Task set =>
a: In the passage on the WD index, what two things can you supply when creating the index?
b: Go on with the passage on the WD index, starting after its last sentence.

Passage =>
>>>>

Under some circumstances, describe below, the WD index can also be used to accelerate LIKE predicates, but the semantics of the pattern matching of a LIKE and the word searching of a CONTAINS are enough different that careful consideration is required.
When creating the WD index, you can supply two things, a length, and a set of characters to be used as word delimiters. The length argument defines the number of chracters in the longest word or word fragment to be stores within the WD index. Note that this length does not change the semantics of the CONTAINS predicate. If a delimited word in the column is longer than the specified length, then the leading portion of that word of the defined length will be stored in the WD index. Similarly, if a CONTAINS predicate includes a word longer than the defined length for the WD index, then first the WD index will be examined for the appropriate leading portion of that word. Then for any rows containing that leading portion, the full FP cell value must be searched to see whether the entire requested word is present. Thus, the length for a WD index allows the DBA for an application to make a tradeoff between faster query times versus more space and time consumed by the WD index.

<<<<

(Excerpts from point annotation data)

>>>>

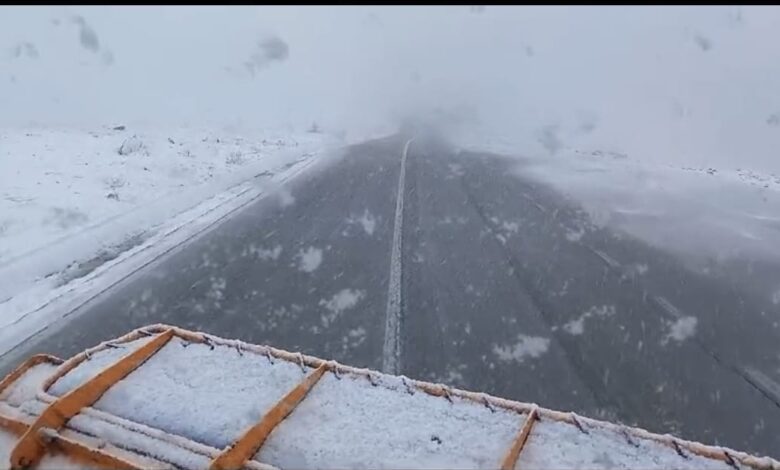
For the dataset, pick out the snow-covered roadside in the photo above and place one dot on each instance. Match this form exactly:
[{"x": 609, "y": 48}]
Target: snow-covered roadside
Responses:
[
  {"x": 170, "y": 192},
  {"x": 704, "y": 212}
]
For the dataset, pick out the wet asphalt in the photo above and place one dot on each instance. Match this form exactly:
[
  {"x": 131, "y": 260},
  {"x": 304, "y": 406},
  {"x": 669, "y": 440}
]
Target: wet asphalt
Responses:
[{"x": 507, "y": 288}]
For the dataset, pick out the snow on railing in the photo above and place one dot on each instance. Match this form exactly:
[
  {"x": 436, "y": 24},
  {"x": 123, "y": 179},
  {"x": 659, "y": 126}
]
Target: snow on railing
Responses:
[{"x": 64, "y": 409}]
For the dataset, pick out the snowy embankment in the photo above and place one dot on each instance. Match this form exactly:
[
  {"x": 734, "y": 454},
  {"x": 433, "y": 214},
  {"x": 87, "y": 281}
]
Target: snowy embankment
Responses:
[
  {"x": 705, "y": 212},
  {"x": 74, "y": 201}
]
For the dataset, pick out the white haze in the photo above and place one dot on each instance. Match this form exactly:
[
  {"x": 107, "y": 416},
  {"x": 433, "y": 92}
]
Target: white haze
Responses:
[{"x": 685, "y": 84}]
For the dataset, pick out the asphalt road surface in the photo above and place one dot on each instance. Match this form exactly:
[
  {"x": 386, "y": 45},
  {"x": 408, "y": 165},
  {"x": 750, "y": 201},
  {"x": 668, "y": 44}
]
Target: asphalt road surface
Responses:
[{"x": 496, "y": 283}]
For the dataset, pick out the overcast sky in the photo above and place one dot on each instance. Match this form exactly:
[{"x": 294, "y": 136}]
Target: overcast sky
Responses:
[{"x": 696, "y": 84}]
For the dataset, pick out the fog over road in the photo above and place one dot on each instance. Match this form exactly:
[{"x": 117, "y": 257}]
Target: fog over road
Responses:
[{"x": 503, "y": 286}]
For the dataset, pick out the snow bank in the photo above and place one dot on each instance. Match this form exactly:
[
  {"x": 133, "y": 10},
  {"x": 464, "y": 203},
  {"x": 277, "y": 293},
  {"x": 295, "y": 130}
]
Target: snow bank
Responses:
[
  {"x": 73, "y": 205},
  {"x": 62, "y": 184}
]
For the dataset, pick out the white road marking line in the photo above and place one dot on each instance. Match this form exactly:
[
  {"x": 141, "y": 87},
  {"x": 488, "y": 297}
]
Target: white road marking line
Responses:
[
  {"x": 391, "y": 351},
  {"x": 761, "y": 381}
]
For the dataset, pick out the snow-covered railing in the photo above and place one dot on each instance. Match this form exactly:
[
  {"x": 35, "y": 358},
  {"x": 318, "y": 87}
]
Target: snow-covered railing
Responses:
[{"x": 162, "y": 396}]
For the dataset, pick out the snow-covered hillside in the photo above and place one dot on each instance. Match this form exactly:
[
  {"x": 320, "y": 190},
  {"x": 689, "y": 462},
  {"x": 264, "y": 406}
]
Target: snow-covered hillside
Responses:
[{"x": 74, "y": 199}]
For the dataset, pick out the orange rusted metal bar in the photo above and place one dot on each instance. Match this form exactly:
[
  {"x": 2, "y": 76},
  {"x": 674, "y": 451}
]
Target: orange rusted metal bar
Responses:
[
  {"x": 235, "y": 456},
  {"x": 517, "y": 446},
  {"x": 23, "y": 367},
  {"x": 30, "y": 448},
  {"x": 85, "y": 455},
  {"x": 14, "y": 425}
]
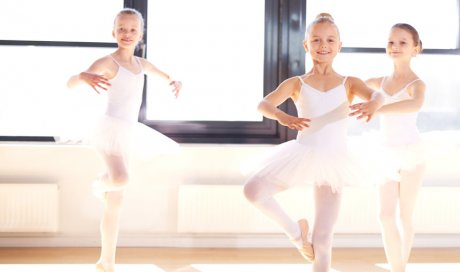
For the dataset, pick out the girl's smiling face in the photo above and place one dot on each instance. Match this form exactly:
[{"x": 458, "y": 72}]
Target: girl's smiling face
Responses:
[
  {"x": 401, "y": 44},
  {"x": 127, "y": 30},
  {"x": 323, "y": 42}
]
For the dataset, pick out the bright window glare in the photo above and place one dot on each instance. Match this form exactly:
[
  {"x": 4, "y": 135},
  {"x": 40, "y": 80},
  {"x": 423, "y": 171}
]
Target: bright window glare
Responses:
[
  {"x": 58, "y": 20},
  {"x": 216, "y": 48},
  {"x": 364, "y": 23},
  {"x": 440, "y": 110},
  {"x": 35, "y": 100}
]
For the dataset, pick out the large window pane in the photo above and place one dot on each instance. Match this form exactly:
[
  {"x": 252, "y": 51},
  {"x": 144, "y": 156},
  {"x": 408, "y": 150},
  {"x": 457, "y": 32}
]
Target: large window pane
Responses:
[
  {"x": 365, "y": 23},
  {"x": 217, "y": 49},
  {"x": 58, "y": 20},
  {"x": 34, "y": 98}
]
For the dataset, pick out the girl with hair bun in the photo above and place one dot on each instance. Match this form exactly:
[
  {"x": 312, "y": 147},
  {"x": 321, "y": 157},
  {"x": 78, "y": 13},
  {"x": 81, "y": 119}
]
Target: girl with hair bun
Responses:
[
  {"x": 404, "y": 94},
  {"x": 119, "y": 134},
  {"x": 319, "y": 155}
]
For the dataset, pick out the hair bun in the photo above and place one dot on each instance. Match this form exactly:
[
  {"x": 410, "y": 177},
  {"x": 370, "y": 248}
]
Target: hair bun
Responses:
[{"x": 324, "y": 15}]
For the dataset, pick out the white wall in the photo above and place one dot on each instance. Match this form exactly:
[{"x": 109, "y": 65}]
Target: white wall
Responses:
[{"x": 150, "y": 212}]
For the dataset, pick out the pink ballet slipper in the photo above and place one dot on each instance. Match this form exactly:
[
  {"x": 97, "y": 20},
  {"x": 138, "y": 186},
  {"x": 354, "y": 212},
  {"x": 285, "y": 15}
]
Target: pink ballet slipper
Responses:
[{"x": 307, "y": 249}]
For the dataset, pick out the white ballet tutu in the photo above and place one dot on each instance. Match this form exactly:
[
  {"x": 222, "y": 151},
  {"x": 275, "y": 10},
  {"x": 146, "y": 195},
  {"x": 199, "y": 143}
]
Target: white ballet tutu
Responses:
[
  {"x": 293, "y": 163},
  {"x": 114, "y": 136},
  {"x": 402, "y": 157}
]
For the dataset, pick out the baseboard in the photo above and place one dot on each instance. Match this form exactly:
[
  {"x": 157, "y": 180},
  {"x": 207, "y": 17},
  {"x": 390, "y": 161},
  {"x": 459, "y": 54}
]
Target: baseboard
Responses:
[{"x": 223, "y": 241}]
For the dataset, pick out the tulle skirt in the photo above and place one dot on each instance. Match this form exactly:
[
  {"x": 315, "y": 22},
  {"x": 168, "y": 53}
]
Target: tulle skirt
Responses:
[
  {"x": 293, "y": 163},
  {"x": 114, "y": 136},
  {"x": 402, "y": 157}
]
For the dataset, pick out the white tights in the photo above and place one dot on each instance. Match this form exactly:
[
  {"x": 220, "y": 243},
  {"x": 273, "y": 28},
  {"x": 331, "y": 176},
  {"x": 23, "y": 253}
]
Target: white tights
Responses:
[
  {"x": 116, "y": 176},
  {"x": 398, "y": 241},
  {"x": 261, "y": 194}
]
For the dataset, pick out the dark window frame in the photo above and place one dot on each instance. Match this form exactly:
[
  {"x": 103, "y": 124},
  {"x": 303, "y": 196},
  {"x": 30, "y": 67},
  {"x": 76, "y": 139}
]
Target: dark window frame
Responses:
[{"x": 284, "y": 57}]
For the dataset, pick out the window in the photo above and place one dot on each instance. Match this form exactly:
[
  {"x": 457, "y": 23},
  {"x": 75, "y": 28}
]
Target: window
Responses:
[
  {"x": 39, "y": 54},
  {"x": 219, "y": 59},
  {"x": 228, "y": 54}
]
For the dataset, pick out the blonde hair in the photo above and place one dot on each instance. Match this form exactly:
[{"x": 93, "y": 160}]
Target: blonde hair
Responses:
[
  {"x": 322, "y": 18},
  {"x": 412, "y": 31},
  {"x": 130, "y": 11}
]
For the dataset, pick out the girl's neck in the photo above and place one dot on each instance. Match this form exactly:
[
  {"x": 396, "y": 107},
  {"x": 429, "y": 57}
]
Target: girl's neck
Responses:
[
  {"x": 124, "y": 55},
  {"x": 322, "y": 69},
  {"x": 402, "y": 70}
]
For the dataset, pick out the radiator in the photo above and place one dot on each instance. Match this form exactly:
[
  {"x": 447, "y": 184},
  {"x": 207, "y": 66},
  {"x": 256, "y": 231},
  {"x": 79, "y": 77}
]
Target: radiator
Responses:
[
  {"x": 28, "y": 207},
  {"x": 223, "y": 209}
]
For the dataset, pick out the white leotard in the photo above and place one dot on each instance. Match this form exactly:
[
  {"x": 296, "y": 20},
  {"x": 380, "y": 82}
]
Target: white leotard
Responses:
[
  {"x": 125, "y": 93},
  {"x": 319, "y": 155},
  {"x": 398, "y": 128}
]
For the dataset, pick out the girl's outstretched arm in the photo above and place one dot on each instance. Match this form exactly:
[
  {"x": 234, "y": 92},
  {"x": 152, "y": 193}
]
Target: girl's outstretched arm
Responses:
[
  {"x": 95, "y": 76},
  {"x": 269, "y": 105},
  {"x": 374, "y": 100},
  {"x": 152, "y": 70}
]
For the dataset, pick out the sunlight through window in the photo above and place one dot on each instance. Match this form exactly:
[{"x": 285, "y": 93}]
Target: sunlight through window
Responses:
[{"x": 216, "y": 48}]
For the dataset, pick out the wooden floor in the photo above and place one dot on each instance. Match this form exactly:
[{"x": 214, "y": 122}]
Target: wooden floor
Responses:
[{"x": 217, "y": 260}]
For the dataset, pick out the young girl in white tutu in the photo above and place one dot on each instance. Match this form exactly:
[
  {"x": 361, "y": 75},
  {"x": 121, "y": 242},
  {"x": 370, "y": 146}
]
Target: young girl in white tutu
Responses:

<<<<

Results in order =>
a: A length and a set of characters to be used as word delimiters.

b:
Data Loading - The loading performance and characteristics of a WD index are similar to those of a HG index, but typically larger in time, main cache and temp cache usage. However, these resources will vary depending on the length of this WD index as well as on the actual data being indexed.
Data Storage - Like loading, the storage used by a WD index is similar but usually a bit larger than that used by a HG index. However, these resources will vary depending on the length of this WD index as well as on the actual data being indexed.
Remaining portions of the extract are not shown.